Referring expression pointing data

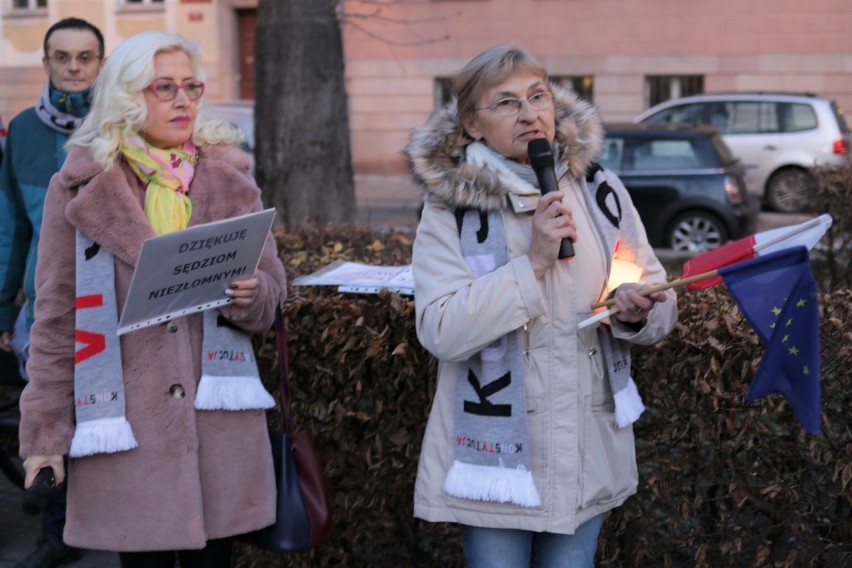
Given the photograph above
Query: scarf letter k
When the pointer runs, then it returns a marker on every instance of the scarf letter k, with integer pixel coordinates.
(95, 342)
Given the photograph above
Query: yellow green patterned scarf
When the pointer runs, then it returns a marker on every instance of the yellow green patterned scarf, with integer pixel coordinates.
(168, 174)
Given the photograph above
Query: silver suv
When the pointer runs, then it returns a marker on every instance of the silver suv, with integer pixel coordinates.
(779, 137)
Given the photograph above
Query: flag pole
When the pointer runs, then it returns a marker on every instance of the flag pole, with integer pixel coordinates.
(643, 292)
(664, 286)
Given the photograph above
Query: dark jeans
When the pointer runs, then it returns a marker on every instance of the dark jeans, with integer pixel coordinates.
(53, 516)
(217, 554)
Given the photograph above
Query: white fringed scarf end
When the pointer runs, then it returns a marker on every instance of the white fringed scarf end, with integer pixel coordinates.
(102, 436)
(628, 405)
(488, 483)
(232, 393)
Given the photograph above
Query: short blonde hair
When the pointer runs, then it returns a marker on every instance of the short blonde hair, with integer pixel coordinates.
(489, 68)
(118, 104)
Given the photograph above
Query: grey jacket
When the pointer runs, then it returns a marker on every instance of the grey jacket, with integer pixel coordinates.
(582, 463)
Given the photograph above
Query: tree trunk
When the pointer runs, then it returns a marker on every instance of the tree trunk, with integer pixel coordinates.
(303, 160)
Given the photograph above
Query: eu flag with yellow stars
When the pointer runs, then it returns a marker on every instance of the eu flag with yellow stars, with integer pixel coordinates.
(777, 295)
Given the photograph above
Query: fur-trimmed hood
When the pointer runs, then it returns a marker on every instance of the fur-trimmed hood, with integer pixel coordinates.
(437, 153)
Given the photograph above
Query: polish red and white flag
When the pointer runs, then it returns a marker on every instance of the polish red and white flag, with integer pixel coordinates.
(805, 234)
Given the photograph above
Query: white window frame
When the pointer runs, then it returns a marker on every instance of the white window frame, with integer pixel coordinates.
(32, 9)
(141, 6)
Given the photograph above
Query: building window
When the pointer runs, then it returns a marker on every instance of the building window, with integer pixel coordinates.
(583, 86)
(141, 5)
(659, 88)
(443, 91)
(28, 5)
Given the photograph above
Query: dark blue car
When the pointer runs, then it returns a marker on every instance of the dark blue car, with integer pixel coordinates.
(687, 186)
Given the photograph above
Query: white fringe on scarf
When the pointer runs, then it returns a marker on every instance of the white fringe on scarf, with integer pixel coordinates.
(232, 393)
(489, 483)
(628, 405)
(102, 436)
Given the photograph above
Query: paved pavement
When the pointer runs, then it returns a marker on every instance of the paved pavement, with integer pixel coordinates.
(19, 531)
(382, 201)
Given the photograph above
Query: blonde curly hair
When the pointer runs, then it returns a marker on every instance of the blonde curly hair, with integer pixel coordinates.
(118, 104)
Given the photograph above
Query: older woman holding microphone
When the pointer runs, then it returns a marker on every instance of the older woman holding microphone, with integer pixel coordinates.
(167, 462)
(529, 441)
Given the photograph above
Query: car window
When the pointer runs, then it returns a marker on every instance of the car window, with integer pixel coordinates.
(797, 117)
(611, 156)
(762, 117)
(681, 113)
(841, 120)
(663, 155)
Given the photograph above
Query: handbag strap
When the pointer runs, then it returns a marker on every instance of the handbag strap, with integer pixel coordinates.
(284, 390)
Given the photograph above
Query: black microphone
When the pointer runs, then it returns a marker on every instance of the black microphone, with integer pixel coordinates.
(541, 160)
(35, 497)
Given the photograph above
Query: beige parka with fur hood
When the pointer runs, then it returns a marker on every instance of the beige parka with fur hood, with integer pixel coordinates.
(582, 463)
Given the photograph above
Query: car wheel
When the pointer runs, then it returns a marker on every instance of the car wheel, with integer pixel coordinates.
(695, 232)
(788, 190)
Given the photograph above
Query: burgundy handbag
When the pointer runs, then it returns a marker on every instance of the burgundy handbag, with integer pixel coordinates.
(303, 517)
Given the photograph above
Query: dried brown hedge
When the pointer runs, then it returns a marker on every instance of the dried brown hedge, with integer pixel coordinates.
(723, 482)
(833, 195)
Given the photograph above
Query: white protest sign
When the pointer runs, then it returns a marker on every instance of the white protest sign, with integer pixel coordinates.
(361, 278)
(188, 271)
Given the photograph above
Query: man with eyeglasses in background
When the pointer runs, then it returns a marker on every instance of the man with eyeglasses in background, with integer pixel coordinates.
(34, 151)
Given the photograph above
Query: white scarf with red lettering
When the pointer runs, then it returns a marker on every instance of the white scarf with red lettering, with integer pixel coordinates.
(229, 381)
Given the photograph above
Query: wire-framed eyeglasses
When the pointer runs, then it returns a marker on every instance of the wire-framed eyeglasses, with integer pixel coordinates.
(84, 58)
(511, 106)
(167, 90)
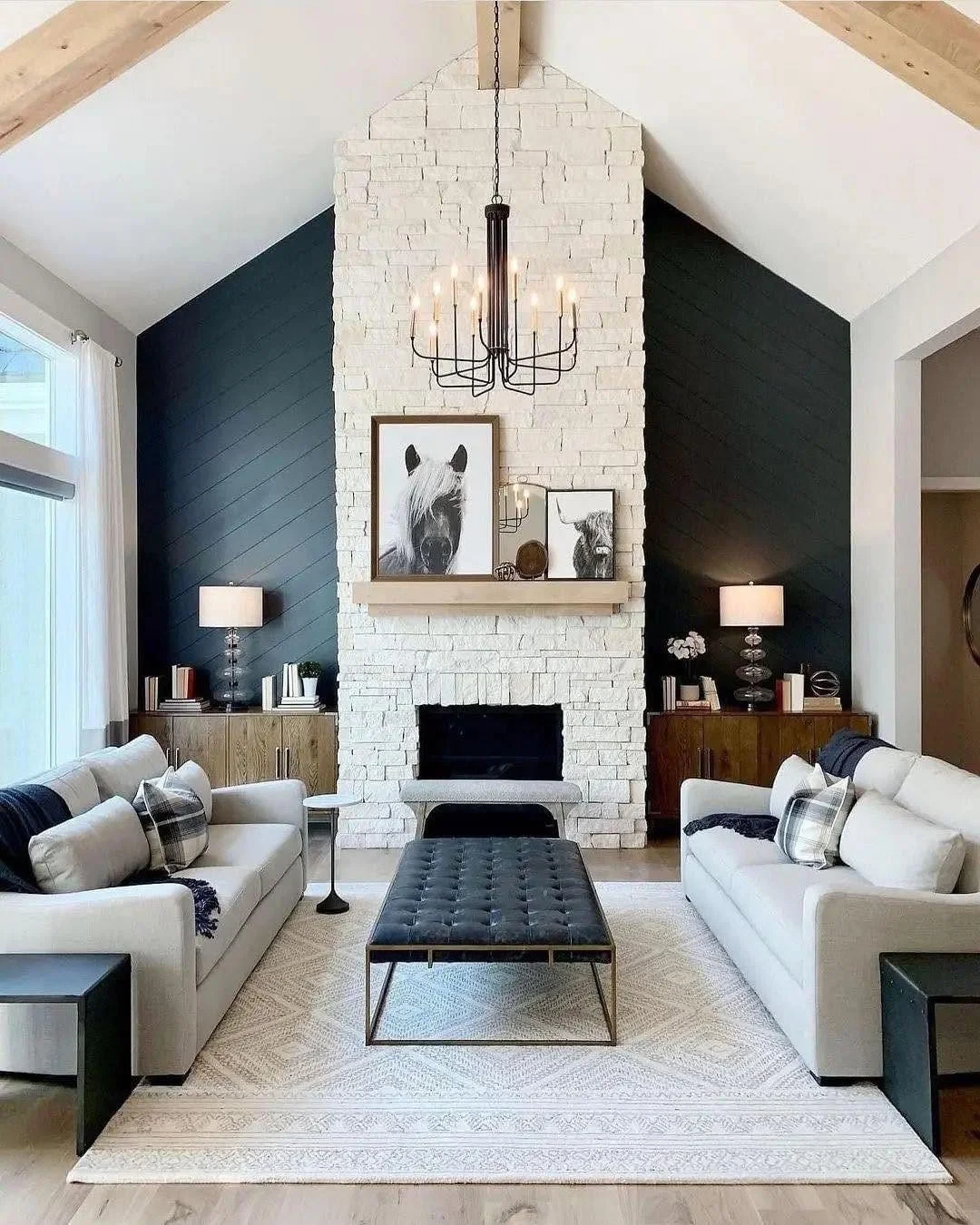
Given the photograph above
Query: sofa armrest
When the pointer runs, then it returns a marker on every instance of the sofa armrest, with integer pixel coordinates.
(701, 797)
(154, 925)
(276, 802)
(847, 925)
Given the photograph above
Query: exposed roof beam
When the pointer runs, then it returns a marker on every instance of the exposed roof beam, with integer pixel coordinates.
(77, 51)
(510, 43)
(933, 46)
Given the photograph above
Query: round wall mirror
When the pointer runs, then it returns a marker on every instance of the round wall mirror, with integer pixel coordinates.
(972, 612)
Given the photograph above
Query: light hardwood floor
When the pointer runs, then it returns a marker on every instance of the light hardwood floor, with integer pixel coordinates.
(37, 1151)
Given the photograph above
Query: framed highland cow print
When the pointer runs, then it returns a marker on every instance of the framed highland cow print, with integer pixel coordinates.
(434, 495)
(580, 533)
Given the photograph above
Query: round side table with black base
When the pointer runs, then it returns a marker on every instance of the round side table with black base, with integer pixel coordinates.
(328, 806)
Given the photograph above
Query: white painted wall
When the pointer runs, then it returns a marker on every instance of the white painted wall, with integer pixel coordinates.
(24, 279)
(935, 307)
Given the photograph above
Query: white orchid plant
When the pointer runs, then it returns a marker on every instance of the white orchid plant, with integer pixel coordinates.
(686, 650)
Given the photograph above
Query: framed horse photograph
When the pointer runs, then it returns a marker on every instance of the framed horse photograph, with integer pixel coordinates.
(434, 496)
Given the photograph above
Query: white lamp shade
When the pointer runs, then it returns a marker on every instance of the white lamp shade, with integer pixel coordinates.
(751, 604)
(230, 606)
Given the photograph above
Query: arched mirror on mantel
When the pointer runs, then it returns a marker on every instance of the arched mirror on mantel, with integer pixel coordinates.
(522, 529)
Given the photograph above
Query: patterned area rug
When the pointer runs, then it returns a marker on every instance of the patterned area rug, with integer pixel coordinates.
(702, 1088)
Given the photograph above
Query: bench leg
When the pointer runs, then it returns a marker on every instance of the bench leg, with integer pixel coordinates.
(371, 1022)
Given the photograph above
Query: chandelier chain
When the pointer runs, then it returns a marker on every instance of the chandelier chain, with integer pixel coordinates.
(496, 198)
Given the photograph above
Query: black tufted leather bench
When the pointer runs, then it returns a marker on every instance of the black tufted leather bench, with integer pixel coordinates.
(487, 899)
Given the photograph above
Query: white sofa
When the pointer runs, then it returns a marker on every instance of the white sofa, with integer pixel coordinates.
(181, 983)
(808, 942)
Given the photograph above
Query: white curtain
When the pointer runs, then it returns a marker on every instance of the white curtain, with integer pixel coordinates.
(102, 580)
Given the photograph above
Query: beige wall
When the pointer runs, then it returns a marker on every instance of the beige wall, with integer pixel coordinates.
(951, 409)
(951, 679)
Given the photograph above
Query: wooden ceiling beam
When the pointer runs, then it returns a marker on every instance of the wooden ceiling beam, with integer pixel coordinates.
(510, 43)
(80, 49)
(930, 45)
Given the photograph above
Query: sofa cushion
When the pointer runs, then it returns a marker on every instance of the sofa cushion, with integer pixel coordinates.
(122, 770)
(90, 851)
(723, 853)
(267, 850)
(238, 892)
(884, 770)
(75, 783)
(898, 849)
(949, 797)
(770, 898)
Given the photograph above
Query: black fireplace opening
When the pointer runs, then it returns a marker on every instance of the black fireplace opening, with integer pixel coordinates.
(490, 741)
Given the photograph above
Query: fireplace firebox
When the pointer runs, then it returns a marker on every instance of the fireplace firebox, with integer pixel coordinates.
(499, 742)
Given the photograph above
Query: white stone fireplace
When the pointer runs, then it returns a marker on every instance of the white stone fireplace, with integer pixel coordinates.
(410, 186)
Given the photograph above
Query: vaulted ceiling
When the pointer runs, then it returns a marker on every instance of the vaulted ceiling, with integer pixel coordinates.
(788, 143)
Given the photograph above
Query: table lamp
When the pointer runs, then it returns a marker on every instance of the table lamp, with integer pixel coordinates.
(751, 606)
(231, 609)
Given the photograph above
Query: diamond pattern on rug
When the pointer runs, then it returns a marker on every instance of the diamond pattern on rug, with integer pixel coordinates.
(702, 1088)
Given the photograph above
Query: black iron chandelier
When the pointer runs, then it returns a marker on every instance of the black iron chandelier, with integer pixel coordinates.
(492, 346)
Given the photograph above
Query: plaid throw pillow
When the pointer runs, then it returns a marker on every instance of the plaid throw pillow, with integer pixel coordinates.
(173, 819)
(808, 830)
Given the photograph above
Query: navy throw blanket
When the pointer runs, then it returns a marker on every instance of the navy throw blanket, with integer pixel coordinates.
(31, 808)
(846, 749)
(749, 826)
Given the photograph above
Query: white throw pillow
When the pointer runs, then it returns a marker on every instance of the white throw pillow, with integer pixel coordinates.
(897, 849)
(193, 777)
(100, 848)
(790, 777)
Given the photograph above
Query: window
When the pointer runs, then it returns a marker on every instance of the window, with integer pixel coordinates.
(38, 571)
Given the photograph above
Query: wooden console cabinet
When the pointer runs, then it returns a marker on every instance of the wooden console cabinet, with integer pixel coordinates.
(732, 746)
(249, 746)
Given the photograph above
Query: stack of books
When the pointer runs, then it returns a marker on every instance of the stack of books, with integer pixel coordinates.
(184, 699)
(822, 704)
(789, 693)
(293, 699)
(710, 692)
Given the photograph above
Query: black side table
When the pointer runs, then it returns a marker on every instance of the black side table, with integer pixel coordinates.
(98, 985)
(912, 985)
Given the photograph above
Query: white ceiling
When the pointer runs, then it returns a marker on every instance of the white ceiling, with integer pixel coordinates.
(786, 142)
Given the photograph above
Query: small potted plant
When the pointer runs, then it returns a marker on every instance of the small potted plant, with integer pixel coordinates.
(309, 672)
(688, 650)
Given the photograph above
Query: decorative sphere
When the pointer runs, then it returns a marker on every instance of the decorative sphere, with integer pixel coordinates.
(825, 682)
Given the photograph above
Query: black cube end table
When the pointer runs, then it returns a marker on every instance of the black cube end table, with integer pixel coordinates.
(912, 985)
(98, 985)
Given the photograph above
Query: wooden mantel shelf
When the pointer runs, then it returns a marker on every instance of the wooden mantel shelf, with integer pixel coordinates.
(471, 594)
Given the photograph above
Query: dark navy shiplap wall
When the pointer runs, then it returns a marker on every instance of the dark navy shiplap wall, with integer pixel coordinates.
(748, 452)
(235, 462)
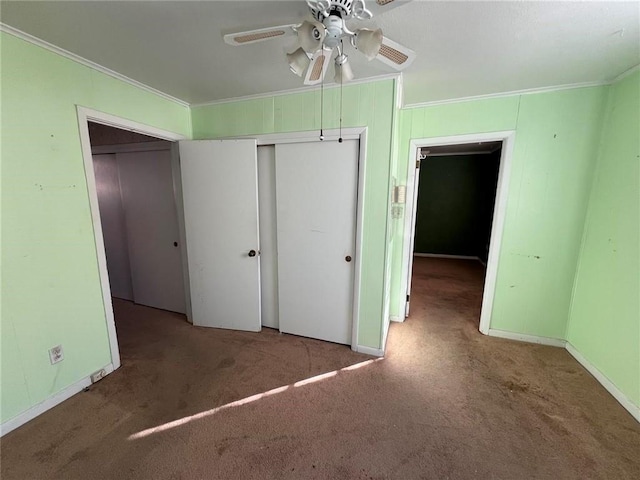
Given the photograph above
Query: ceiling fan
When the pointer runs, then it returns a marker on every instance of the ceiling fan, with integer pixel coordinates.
(327, 32)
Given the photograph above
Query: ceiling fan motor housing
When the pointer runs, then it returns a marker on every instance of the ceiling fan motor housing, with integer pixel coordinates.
(321, 8)
(335, 28)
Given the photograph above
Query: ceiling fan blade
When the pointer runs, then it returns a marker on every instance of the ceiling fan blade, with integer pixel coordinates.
(395, 55)
(318, 67)
(260, 34)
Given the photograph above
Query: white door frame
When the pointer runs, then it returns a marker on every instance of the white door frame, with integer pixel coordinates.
(355, 133)
(89, 115)
(499, 211)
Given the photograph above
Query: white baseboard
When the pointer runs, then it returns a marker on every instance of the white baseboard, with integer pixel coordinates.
(522, 337)
(442, 255)
(48, 403)
(628, 405)
(376, 352)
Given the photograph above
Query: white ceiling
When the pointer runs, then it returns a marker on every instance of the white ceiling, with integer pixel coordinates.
(463, 48)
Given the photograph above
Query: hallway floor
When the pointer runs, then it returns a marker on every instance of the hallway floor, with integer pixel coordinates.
(446, 402)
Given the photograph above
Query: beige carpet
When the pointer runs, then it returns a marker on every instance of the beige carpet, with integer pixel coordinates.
(445, 403)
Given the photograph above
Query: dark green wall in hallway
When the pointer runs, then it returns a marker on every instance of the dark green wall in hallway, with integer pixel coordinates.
(455, 204)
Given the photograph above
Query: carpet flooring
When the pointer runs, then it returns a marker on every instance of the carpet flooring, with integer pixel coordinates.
(445, 403)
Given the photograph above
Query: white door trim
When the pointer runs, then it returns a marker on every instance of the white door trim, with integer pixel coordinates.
(508, 139)
(85, 115)
(332, 135)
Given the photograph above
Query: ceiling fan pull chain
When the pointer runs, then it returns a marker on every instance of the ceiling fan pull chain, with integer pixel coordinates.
(322, 98)
(340, 51)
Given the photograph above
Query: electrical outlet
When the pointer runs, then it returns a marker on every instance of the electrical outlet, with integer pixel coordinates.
(56, 354)
(99, 375)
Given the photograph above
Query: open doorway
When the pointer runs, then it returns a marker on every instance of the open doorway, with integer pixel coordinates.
(133, 179)
(456, 202)
(139, 218)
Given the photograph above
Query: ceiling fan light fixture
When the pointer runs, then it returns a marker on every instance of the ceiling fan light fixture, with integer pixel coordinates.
(298, 61)
(343, 70)
(311, 35)
(369, 42)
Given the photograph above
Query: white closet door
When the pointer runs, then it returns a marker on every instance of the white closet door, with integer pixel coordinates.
(114, 229)
(220, 192)
(268, 241)
(152, 229)
(316, 185)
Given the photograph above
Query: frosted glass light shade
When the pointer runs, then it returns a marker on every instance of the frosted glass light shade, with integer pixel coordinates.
(343, 70)
(369, 42)
(311, 35)
(298, 61)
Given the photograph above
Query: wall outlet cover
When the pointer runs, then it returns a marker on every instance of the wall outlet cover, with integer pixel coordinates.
(56, 354)
(99, 375)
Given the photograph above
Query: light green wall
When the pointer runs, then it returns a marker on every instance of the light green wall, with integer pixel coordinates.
(604, 323)
(50, 284)
(556, 139)
(369, 105)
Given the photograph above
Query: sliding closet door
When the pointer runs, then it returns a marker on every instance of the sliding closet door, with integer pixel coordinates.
(316, 185)
(220, 192)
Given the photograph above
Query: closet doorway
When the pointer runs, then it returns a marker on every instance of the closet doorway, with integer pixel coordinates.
(137, 202)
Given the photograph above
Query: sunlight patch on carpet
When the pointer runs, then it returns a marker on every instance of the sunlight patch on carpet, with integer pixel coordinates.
(185, 420)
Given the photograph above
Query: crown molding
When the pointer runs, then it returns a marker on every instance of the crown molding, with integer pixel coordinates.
(87, 63)
(625, 74)
(528, 91)
(377, 78)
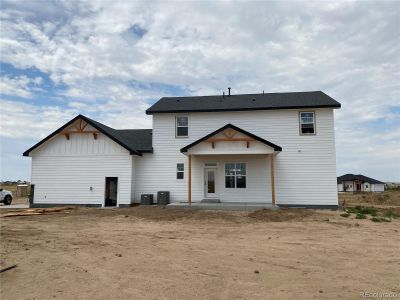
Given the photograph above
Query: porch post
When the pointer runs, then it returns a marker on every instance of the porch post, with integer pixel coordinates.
(272, 178)
(190, 180)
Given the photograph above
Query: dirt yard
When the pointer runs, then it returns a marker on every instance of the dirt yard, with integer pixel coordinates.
(156, 253)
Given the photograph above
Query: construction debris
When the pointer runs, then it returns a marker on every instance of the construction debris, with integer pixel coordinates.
(37, 211)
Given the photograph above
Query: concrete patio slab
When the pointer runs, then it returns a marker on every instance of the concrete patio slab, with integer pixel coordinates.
(239, 206)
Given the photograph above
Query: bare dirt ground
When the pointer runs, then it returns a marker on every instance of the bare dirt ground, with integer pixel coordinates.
(156, 253)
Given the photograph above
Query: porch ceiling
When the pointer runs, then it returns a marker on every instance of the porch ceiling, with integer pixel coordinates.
(231, 139)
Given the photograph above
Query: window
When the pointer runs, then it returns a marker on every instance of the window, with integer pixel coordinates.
(180, 169)
(307, 123)
(182, 126)
(235, 175)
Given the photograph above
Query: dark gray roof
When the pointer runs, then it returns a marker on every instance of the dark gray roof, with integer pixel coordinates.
(257, 138)
(267, 101)
(352, 177)
(136, 141)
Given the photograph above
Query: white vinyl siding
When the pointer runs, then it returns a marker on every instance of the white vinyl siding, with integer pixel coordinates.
(180, 171)
(305, 170)
(64, 170)
(182, 126)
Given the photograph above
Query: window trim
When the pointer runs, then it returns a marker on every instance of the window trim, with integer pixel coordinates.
(176, 126)
(235, 187)
(314, 118)
(177, 171)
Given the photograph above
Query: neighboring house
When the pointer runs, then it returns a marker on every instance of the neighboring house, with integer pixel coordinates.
(276, 148)
(359, 183)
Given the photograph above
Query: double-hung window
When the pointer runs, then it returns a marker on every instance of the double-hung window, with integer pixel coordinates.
(182, 126)
(235, 175)
(180, 170)
(307, 123)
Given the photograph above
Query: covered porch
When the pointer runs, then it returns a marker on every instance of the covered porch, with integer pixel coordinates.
(231, 167)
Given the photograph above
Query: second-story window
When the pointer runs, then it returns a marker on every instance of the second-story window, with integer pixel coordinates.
(307, 123)
(182, 126)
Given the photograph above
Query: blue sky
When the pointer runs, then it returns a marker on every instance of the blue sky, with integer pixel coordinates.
(110, 60)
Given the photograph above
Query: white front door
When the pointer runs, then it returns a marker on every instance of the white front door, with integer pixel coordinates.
(210, 183)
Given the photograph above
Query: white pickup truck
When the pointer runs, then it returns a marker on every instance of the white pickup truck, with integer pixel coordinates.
(5, 196)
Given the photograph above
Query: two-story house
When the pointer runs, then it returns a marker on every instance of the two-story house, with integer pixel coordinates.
(274, 148)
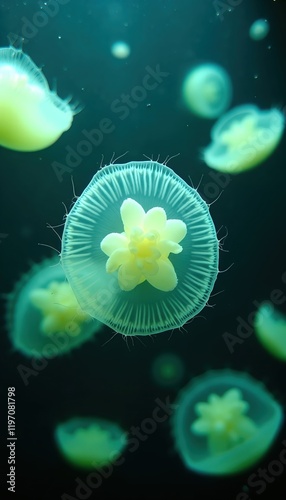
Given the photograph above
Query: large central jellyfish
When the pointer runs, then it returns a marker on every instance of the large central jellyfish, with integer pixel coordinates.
(139, 249)
(31, 116)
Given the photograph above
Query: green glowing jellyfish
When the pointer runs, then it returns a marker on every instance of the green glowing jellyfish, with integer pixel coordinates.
(270, 328)
(259, 29)
(31, 116)
(207, 90)
(225, 422)
(243, 138)
(168, 369)
(90, 443)
(43, 316)
(139, 249)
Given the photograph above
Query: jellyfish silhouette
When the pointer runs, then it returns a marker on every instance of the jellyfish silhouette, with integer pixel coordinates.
(243, 138)
(139, 249)
(270, 328)
(225, 421)
(207, 90)
(31, 116)
(43, 316)
(90, 443)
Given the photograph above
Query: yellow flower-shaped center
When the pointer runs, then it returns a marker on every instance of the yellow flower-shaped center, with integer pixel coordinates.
(141, 252)
(59, 308)
(223, 421)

* _Required work_: Leaving every picture behind, retype the entries above exactly, from the first line through the line with "Query: white fringed scarf end", and stop there.

* _Task answer_:
Given the photograph above
Query: scarf letter k
When the pointer runs, then it returns a marker on every instance of the scarf letter k, with integer pixel coordinates.
(95, 342)
Given the photograph above
Query: yellow green patterned scarf
When the pointer runs, then it returns a marker on every instance of the yellow green patterned scarf, with integer pixel coordinates.
(168, 174)
Given the photograph above
Query: silver suv
When the pointer runs, then it returns a marker on every instance of the silver suv, with integer pixel coordinates.
(779, 137)
Given the photograph above
Query: flag pole
When the pointer runs, then it returns a marker on every instance of the flag pole, with integer pixel coordinates.
(643, 292)
(664, 286)
Given the photograph above
Query: dark jeans
When the pointer runs, then it returns a marker on every instance of the dark jeans, with integer pixel coordinates.
(53, 516)
(217, 554)
Given the photograph above
Query: white fringed scarf end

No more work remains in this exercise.